BEGIN Data entries
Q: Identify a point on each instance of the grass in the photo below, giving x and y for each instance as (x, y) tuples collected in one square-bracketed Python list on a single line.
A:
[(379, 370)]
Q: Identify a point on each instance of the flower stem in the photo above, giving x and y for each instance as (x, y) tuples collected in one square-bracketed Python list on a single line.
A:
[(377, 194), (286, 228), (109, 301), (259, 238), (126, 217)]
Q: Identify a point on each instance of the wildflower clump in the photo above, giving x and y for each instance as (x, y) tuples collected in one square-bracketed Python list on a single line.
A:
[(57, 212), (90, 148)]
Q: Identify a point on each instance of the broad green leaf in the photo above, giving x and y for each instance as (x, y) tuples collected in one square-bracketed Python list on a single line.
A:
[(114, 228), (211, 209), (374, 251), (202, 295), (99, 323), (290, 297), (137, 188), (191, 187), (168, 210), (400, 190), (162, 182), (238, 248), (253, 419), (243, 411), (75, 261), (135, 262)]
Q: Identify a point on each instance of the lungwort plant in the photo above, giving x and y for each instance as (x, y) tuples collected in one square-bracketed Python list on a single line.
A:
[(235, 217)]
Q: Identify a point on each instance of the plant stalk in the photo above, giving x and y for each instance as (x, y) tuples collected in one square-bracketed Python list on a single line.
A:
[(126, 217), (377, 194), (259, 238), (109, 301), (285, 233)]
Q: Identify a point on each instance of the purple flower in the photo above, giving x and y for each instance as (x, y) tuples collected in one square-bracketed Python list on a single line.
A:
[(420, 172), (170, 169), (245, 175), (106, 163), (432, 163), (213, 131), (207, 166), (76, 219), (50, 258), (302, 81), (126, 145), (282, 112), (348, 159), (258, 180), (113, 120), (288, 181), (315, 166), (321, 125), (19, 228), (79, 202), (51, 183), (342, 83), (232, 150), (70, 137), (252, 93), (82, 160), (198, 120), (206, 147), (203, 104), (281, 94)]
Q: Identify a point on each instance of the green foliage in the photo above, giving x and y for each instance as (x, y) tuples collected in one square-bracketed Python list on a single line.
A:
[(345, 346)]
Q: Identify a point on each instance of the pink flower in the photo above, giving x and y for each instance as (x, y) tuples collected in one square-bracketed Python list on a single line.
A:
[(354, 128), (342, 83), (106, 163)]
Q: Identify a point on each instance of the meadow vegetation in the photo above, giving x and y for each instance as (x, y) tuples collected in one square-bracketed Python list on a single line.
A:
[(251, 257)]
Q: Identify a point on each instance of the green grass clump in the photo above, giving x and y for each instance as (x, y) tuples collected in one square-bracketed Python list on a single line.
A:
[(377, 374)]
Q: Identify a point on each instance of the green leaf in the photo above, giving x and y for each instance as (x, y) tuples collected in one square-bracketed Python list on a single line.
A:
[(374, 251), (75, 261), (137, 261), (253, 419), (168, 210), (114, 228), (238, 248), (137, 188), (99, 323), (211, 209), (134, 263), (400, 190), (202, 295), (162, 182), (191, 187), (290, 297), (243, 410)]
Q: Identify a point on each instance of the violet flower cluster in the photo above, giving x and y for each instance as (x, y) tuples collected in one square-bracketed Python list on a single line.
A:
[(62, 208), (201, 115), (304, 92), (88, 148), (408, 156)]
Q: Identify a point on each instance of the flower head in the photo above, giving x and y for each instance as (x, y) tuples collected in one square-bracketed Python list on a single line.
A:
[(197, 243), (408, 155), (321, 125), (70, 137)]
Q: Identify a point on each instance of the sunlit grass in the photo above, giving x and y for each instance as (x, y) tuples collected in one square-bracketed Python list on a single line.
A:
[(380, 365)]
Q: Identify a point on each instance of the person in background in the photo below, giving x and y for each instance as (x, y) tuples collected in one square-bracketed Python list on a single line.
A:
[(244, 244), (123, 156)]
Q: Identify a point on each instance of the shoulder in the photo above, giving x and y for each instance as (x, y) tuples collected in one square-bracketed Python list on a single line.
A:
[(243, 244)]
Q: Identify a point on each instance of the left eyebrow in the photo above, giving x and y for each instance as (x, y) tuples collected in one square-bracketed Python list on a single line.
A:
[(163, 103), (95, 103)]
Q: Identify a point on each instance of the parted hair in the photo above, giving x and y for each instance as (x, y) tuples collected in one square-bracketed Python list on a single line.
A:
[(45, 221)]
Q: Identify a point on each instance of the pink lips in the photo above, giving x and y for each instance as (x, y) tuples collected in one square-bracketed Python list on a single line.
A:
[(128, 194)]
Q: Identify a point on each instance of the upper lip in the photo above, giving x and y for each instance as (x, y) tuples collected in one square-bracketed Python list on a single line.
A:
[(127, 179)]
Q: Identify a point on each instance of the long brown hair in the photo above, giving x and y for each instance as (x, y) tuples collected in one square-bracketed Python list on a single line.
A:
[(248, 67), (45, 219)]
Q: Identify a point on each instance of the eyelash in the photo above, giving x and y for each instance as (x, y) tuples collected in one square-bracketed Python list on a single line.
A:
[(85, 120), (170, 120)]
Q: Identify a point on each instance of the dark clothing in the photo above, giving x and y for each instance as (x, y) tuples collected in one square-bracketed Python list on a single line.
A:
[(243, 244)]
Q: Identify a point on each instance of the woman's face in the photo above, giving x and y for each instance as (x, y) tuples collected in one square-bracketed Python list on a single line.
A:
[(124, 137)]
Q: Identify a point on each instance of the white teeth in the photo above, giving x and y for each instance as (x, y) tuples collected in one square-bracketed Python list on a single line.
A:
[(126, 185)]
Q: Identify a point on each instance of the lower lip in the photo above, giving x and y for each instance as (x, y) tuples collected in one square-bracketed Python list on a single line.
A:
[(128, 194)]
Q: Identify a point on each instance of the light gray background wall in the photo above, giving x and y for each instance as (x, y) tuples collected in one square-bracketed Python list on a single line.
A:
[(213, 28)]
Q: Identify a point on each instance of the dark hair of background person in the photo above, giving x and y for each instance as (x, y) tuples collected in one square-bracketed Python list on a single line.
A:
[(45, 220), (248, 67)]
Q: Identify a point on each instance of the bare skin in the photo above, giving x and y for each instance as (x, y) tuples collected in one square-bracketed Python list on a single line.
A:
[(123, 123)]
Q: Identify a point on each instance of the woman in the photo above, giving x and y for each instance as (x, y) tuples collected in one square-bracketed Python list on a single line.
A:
END Data entries
Go back to the listing above and please repeat it exactly.

*Task answer:*
Q: Identify a point on each instance of the grass in the photo below, giving x and y for each instance as (x, y) tuples collected in one square-bracketed Python list on a single line.
A:
[(379, 370)]
Q: Identify a point on each instance of the flower stem in the photo above, giving x and y for each instance as (x, y) tuples collected in one square-bracketed Python list on a single line.
A:
[(377, 194), (286, 228), (109, 301), (259, 238), (126, 217)]
Q: Identify a point on each instance of the wildflower clump in the photo above, giving x and y for each instance as (x, y) tuples collected in one square-bracketed Python list on a single line.
A:
[(57, 212), (90, 148)]
Q: Identify a point on each instance of the broad green leaf in the photo above, giving x and y for each instance as (x, y) tuples collected in one square-bracketed Python list on a single line.
A:
[(114, 228), (211, 209), (374, 251), (202, 295), (99, 323), (290, 297), (137, 188), (191, 187), (168, 210), (400, 190), (162, 182), (238, 248), (253, 419), (243, 411), (75, 261), (135, 262)]
Q: Identify a point on each instance of the lungwort plant in the photo above, giving x and y for each instance as (x, y) tuples collected in one square-bracketed Python list on a single line.
A:
[(235, 217)]
Q: Identify a point on each instance of the plant stalk in the photo above, giving x and y for each instance as (x, y) tuples collected in one square-bracketed Python list on a single line.
A:
[(126, 217), (377, 194), (259, 238), (109, 301), (285, 233)]
Q: Identify a point on each instance of the purple flower in the photo above, giving x and y for each instance as (x, y) tuples collected in one square-bracketed Python list on a single line.
A:
[(420, 172), (170, 169), (245, 175), (106, 163), (432, 163), (213, 131), (207, 166), (76, 219), (50, 258), (302, 81), (126, 145), (282, 112), (348, 159), (258, 180), (113, 120), (288, 181), (315, 166), (321, 125), (19, 228), (79, 202), (51, 183), (342, 83), (232, 150), (70, 137), (252, 93), (82, 160), (198, 120), (206, 147), (203, 104), (281, 94)]
Q: Identify a point on each instance of the green foliage in the photo above, giving x and y for each instance as (x, y) tuples collected in one square-bracketed Python list on a single line.
A:
[(345, 346)]
Q: Identify a point on each instance of the pink flower in the photo above, giving x and y for each instance as (x, y) tuples collected in one square-bracketed Python list on a single line.
A:
[(354, 128), (342, 83), (106, 163)]
Q: Identify a point on each instance of the meadow vegetation in the photo above, giving x and y for each instance as (x, y) tuples collected in one square-bracketed Python list on a single line.
A:
[(251, 257)]
Q: Identify a point on each instance of the green grass clump in the photo above, giving x and y for each instance as (x, y) tuples collected in one square-bracketed Python list on a single line.
A:
[(377, 374)]
Q: Identify a point on each instance of the green leaf in the photo above, giving x and y for each instance as (x, y) tuples collected in one square-bracketed Python list on a single line.
A:
[(374, 251), (75, 261), (137, 261), (253, 419), (168, 210), (114, 228), (238, 248), (137, 188), (99, 323), (211, 209), (134, 263), (400, 190), (202, 295), (162, 182), (191, 187), (290, 297), (243, 410)]
Q: Identify a point on each instance of the violet flower cluster in the photo above, giving x and y for each instance as (x, y) tuples collected in one square-bracketed Python list on a single line.
A:
[(62, 208), (201, 115), (304, 92), (88, 148), (408, 156)]
Q: Identify a point on each instance of the flower head in the photo above, giving x and y for each instance as (x, y) tuples collected in one square-bracketed Python list on a single line.
A:
[(197, 243), (408, 155), (321, 125), (70, 137)]
Q: Identify a point on each instance of the sunlit grass in the photo above, giving x and y for each instance as (x, y) tuples collected in one square-bracketed Python list on a single line.
A:
[(380, 365)]
Q: Identify a point on each instance of the person in background in the photo below, giving x and y for each instance as (x, y) tuples collected in one square-bracketed Python list on a single line.
A:
[(244, 244), (123, 156)]
Q: Identify a point on each instance of the shoulder in the photo above, giving x and y for each instance as (x, y) tuples collected in one square-bracketed Python list on a single line.
A:
[(243, 244)]
Q: Identify a point on each instance of the left eyebrow in the photo above, giving x and y for each instance as (x, y) tuples collected in one square-bracketed Python list on a single line.
A:
[(163, 103), (95, 103)]
Q: Identify a point on each instance of the parted hair in the photo above, giving x and y for each instance as (x, y) tuples collected in one square-bracketed Python list on a single line.
A:
[(45, 221)]
Q: Identify a point on each instance of the pink lips in the photo above, giving x and y for each instance as (x, y) tuples collected in one square-bracketed Python list on a single line.
A:
[(128, 194)]
Q: Identify a point on each instance of the upper lip in the photo above, giving x and y for each instance as (x, y) tuples collected in one square-bracketed Python list on a single line.
A:
[(127, 179)]
Q: Identify a point on each instance of the long brown hair in the photo above, giving x and y for each instance as (x, y) tuples collected in one square-bracketed Python list on a single line.
A:
[(248, 67), (45, 219)]
Q: Identify a point on each instance of the eyelash in the photo above, giving x and y for each instance as (x, y) tuples collected in one square-bracketed Python list on a single line.
A:
[(85, 120), (170, 120)]
Q: Identify a point on each instance of the dark clothing in the photo above, giving x and y for each instance as (x, y) tuples collected in one square-bracketed Python list on a single line.
A:
[(243, 244)]
Q: Identify a point on each instance of the woman's face in the photo above, giving x and y for each instance as (x, y) tuples collected in one square-bracketed Python list on a single line.
A:
[(124, 137)]
Q: Identify a point on each instance of the white teeth in the photo above, giving x and y for each instance as (x, y) tuples collected in one square-bracketed Python list on a single line.
A:
[(126, 185)]
Q: Identify a point on each instance of the lower lip in the photo above, giving x and y for each instance as (x, y) tuples collected in one square-bracketed Python list on a single line.
A:
[(128, 194)]
Q: Identify a point on each instance of the light gray background wall in the photo above, giving x and y for each instance as (x, y) tuples collected in one square-bracketed Python list on a single line.
A:
[(213, 28)]
Q: Identify a point on each instance of the dark hair of background person in the photo above, giving x and y for each instance as (x, y) tuples collected in one square-bracketed Python list on a single line.
A:
[(45, 220), (248, 67)]
Q: Identify a point on each instance of the bare skin in the photo above, giving x and y for each instance as (x, y) tuples collected in one square-bracketed Python list on a single line.
A:
[(123, 123)]
Q: Identify a point on each instance of the woman in the photo above, giving x and y for each instance as (x, y) tuples collected in one square-bracketed Python list on a single line.
A:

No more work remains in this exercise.